I think maybe the time taken is a bit misleading, whereas I will accept the chickpeas may need to be soaked overnight (or bought pre soaked) there is still an hour for your potato, followed by half an hour of cooking.
I'm looking forwards to trying them and think the feedback above is a great reference for how these will turn out.
Hmm, I would say that raw mixture is probably the best time to freeze those. Ania
Instead of baking the sweet potato, I steamed it (as that was way quicker).
It won't work in this recipe without making extensive changes to it, I'm afraid. The patties are designed to cook raw chickpeas in the patties - they are quite wet to begin with so using cooked chickpeas may result in mushy patties, I'm afraid. Hope that helps! Ania
I love your ideas and style!
I did not have sweet potato at home so I had to improvise. I was thinking to add a pinch of fructose instead (I do not consume other sugars), but I relied entirely on the sweetness of the chickpeas. What I did though is mimic the sweet potato consistency by taking 1/3 of the mixture and making it into a humus like consistency. I baked the falafels without the potato (and without the garlic). They still turned out extremely tasty. I cooked with slightly pre-boilled chickpeas. I used dill for the tahini sauce and it happens to be a good mix.

· · · · ·

Try it.
Answer these questions from the falafel recipe comments, one a line:
1. According to the comment that calls the time taken "a bit misleading," how long is there for the potato?
2. What result does Ania say using cooked chickpeas may have?
3. What did the commenter who had no sweet potato use dill for?
The data have no connection to the falafel recipe comments.

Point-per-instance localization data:

· · · · ·

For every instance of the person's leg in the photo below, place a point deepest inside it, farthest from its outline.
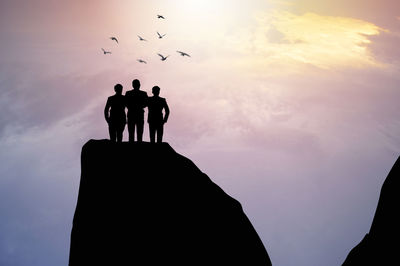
(160, 131)
(131, 130)
(112, 132)
(152, 133)
(120, 132)
(140, 125)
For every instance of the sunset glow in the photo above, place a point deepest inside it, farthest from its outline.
(290, 106)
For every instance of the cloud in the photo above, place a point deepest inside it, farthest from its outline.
(323, 41)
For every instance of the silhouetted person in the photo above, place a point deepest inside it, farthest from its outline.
(136, 100)
(114, 113)
(155, 118)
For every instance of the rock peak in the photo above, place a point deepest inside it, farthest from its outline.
(144, 203)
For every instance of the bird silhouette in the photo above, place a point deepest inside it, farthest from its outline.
(183, 53)
(105, 52)
(160, 36)
(142, 39)
(163, 58)
(114, 39)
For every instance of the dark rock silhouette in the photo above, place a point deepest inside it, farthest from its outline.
(144, 204)
(381, 245)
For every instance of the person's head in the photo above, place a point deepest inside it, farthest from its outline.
(136, 84)
(156, 90)
(118, 89)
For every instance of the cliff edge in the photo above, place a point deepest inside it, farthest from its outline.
(144, 204)
(381, 245)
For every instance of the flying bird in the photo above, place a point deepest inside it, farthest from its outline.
(114, 39)
(160, 36)
(142, 39)
(183, 53)
(163, 58)
(105, 52)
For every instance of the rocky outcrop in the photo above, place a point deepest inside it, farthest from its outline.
(381, 245)
(144, 204)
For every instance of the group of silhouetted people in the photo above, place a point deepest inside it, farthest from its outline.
(135, 101)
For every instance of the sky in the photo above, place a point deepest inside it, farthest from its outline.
(291, 107)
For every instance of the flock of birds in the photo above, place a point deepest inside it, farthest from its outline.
(160, 36)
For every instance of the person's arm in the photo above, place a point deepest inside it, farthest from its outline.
(166, 111)
(107, 111)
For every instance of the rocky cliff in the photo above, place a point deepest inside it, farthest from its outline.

· · · · ·

Output for this task.
1. An hour, followed by half an hour of cooking.
2. Mushy patties.
3. The tahini sauce.